THE REQUEST:
Reproduce the following lines verbatim, keeping every character unchanged.

Labeled-object pointing entries:
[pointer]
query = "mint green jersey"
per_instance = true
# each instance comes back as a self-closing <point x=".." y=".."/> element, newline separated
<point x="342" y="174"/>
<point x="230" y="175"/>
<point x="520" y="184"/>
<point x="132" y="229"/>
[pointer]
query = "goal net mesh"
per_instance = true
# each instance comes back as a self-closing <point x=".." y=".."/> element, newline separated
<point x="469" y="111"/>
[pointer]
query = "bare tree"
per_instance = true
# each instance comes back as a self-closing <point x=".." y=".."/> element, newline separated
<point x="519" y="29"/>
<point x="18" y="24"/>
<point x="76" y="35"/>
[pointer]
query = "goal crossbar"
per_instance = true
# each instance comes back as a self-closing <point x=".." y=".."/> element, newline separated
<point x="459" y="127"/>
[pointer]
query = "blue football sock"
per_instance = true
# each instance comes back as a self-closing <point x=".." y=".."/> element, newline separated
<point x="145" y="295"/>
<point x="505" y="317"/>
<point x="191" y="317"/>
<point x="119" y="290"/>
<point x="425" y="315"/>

TASK RESPONSE:
[pointer]
query = "mint green jersey"
per_instance = true
# each instance comes back as a self-closing <point x=".." y=".."/> element, newline separated
<point x="342" y="174"/>
<point x="230" y="175"/>
<point x="520" y="184"/>
<point x="132" y="229"/>
[pointer]
query = "goal net mesh"
per_instance = true
# each instance comes back as a self-closing <point x=".." y=".."/> element, newline separated
<point x="469" y="111"/>
[pointer]
query = "bare tree"
per_instance = true
# each instance comes back as a self-closing <point x=".." y=".."/> element, newline separated
<point x="519" y="29"/>
<point x="18" y="24"/>
<point x="76" y="35"/>
[pointer]
query = "goal crossbar"
per_instance = true
# each instance comes back as a self-closing <point x=".." y=".."/> element, newline separated
<point x="459" y="127"/>
[pointer]
query = "blue football sock"
per_instance = true
# each instance comes back as a self-closing <point x=".." y=".."/> element, newline separated
<point x="145" y="295"/>
<point x="505" y="317"/>
<point x="191" y="317"/>
<point x="119" y="290"/>
<point x="425" y="315"/>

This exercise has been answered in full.